- [PROBLEM DETAILS]:
With the pictures left out, reproduce exactly the lines running from the line with "Spot the shadow" to the last line of the material below.

- [EXERCISE DATA]:
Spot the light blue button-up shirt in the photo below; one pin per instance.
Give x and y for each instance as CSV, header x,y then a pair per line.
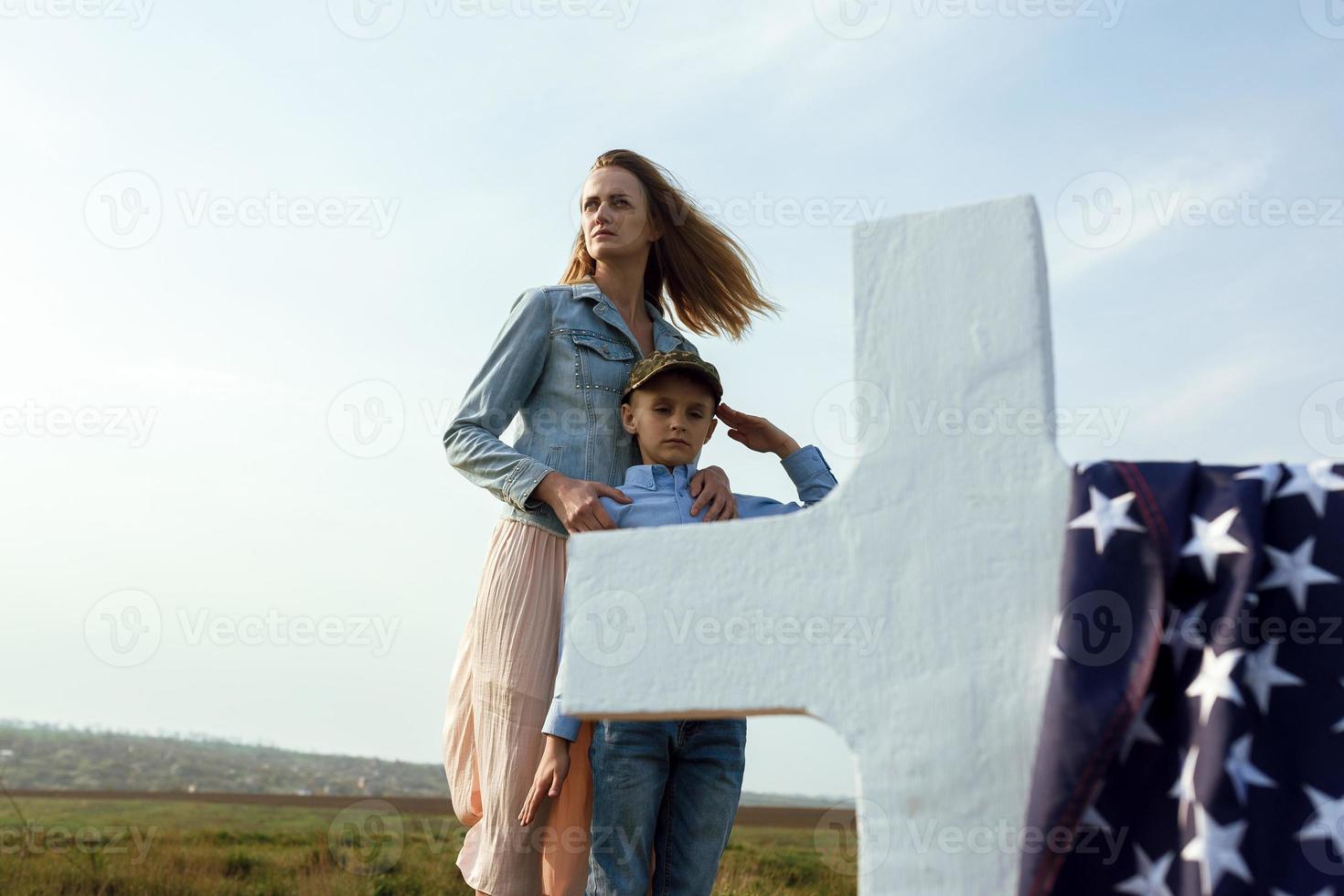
x,y
663,497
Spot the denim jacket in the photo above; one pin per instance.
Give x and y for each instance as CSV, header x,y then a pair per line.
x,y
560,361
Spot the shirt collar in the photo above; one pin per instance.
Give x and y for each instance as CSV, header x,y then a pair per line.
x,y
655,475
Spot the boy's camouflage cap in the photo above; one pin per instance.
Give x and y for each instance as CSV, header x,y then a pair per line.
x,y
660,361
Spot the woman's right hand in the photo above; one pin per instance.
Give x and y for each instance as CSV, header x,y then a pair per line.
x,y
549,776
575,501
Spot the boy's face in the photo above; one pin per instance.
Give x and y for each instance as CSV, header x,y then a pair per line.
x,y
672,415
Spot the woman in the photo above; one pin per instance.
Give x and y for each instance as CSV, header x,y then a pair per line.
x,y
560,361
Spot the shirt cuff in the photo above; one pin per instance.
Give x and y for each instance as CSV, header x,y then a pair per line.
x,y
805,464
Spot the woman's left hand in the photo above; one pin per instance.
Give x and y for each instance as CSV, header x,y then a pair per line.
x,y
709,486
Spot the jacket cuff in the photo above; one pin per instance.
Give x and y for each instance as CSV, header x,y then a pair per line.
x,y
560,724
520,483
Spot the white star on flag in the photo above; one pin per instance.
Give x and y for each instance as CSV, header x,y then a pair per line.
x,y
1214,681
1106,516
1326,819
1218,849
1149,878
1211,539
1267,473
1184,786
1313,480
1261,675
1243,772
1295,571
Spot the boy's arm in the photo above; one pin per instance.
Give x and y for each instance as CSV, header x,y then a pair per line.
x,y
809,473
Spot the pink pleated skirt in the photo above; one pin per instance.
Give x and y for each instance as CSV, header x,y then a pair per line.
x,y
497,699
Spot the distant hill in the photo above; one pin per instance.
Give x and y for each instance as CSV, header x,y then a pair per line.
x,y
63,758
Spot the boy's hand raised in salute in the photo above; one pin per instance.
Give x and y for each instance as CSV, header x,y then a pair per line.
x,y
755,432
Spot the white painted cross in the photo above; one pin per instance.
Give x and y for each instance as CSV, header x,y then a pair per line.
x,y
949,539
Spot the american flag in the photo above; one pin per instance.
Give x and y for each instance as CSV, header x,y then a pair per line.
x,y
1192,741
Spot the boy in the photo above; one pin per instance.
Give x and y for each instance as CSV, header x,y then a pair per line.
x,y
669,787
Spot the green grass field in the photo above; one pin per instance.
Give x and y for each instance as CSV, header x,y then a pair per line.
x,y
132,848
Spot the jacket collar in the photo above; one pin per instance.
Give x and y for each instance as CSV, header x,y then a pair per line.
x,y
666,337
651,475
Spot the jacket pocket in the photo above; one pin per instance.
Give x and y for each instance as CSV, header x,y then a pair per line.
x,y
601,363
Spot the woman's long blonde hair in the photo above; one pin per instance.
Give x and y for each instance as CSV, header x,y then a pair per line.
x,y
703,271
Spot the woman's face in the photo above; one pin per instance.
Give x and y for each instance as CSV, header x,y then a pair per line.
x,y
615,215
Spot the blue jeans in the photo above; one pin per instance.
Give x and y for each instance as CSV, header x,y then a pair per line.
x,y
671,787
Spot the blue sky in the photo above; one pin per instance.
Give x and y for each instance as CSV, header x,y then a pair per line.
x,y
446,155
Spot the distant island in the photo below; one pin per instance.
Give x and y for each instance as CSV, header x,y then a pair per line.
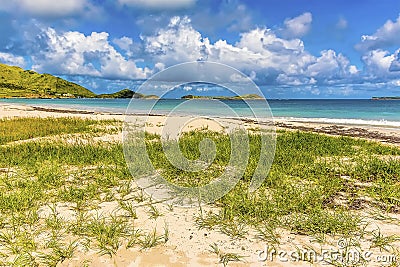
x,y
20,83
242,97
386,98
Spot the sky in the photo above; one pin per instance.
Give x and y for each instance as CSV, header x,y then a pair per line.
x,y
290,48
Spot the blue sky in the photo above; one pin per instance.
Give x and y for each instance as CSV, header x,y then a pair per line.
x,y
290,48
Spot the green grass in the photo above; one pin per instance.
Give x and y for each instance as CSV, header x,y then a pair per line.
x,y
305,191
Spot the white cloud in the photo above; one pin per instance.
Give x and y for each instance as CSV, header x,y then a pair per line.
x,y
46,7
298,26
177,43
378,62
342,23
386,36
11,59
124,43
158,4
74,53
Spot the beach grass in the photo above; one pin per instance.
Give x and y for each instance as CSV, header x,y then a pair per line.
x,y
316,186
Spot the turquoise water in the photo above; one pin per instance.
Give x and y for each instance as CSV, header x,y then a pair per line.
x,y
366,111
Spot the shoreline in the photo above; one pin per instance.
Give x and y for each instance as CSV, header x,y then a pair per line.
x,y
186,244
383,133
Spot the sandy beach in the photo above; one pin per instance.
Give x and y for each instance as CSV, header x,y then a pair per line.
x,y
385,134
188,246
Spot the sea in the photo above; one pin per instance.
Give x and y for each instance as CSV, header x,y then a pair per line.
x,y
340,111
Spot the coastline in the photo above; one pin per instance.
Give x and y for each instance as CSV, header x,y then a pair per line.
x,y
382,132
188,245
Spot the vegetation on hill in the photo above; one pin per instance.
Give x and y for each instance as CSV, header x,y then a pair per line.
x,y
16,82
247,96
126,93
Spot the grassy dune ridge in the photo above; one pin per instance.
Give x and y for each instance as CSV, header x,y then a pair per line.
x,y
317,186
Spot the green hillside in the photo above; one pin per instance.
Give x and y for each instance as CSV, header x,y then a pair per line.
x,y
16,82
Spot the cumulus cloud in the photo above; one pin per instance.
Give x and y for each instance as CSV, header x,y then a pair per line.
x,y
11,59
177,43
158,4
74,53
298,26
341,24
377,62
45,7
395,65
386,36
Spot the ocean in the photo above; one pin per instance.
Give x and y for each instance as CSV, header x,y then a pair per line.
x,y
343,111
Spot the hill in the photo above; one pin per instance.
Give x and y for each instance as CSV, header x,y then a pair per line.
x,y
126,93
246,97
16,82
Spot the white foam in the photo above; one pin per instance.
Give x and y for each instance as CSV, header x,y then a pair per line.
x,y
343,121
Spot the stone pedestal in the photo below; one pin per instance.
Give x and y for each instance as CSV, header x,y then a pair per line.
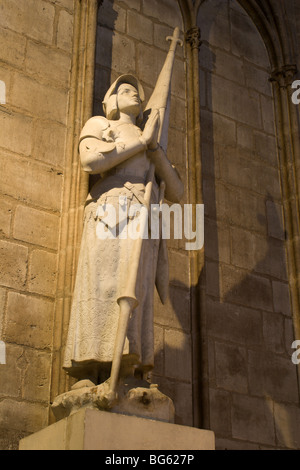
x,y
100,430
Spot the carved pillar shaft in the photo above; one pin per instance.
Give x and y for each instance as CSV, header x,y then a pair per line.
x,y
75,180
193,42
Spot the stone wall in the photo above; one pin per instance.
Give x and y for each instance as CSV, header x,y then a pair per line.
x,y
131,38
35,62
250,394
252,391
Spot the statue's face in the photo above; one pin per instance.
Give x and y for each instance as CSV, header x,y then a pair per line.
x,y
128,99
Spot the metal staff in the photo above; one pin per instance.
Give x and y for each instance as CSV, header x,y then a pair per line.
x,y
128,302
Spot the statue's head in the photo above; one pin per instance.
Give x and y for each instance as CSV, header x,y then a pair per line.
x,y
125,94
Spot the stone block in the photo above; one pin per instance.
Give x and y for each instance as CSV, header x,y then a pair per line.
x,y
29,321
272,375
166,11
217,241
158,350
96,430
287,420
2,308
33,18
178,355
12,126
115,51
265,147
26,180
65,31
6,210
175,311
268,116
214,24
69,4
234,323
139,27
36,382
13,262
217,129
36,227
274,332
281,298
112,16
289,335
231,367
238,207
229,66
22,416
234,101
48,64
238,168
271,256
149,63
49,143
38,99
246,40
182,397
212,278
252,419
220,408
258,79
179,265
161,32
133,4
13,47
42,272
241,287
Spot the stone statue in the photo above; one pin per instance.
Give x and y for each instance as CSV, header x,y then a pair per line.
x,y
111,325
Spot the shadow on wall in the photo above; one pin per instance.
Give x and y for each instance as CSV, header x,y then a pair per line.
x,y
107,18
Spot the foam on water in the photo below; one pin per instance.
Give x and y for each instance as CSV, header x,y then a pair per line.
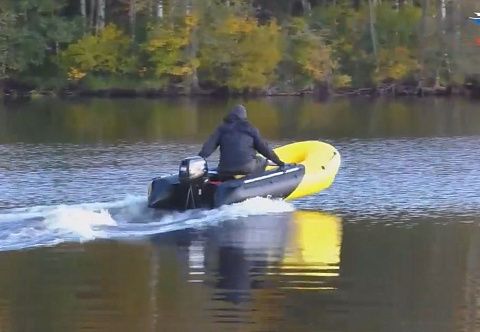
x,y
125,218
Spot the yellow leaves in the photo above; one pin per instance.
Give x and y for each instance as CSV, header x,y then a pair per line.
x,y
107,52
395,64
342,81
167,48
238,25
75,74
191,21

- [SOLVED EXERCISE]:
Spot the shadow on wall in the photo above; one pin per instance.
Give x and y for each instance as CSV, header x,y then a pair per line.
x,y
107,18
Spot the foam on water in the photo below; one pin per instance.
Give x and y for each instance as CSV, header x,y then a pair per line.
x,y
125,218
Spot the yellow leaves in the photo above; one pin per instance.
Give x and y for each instance as CSV, header x,y then a pair per line.
x,y
107,52
395,64
342,81
167,48
238,25
75,74
191,21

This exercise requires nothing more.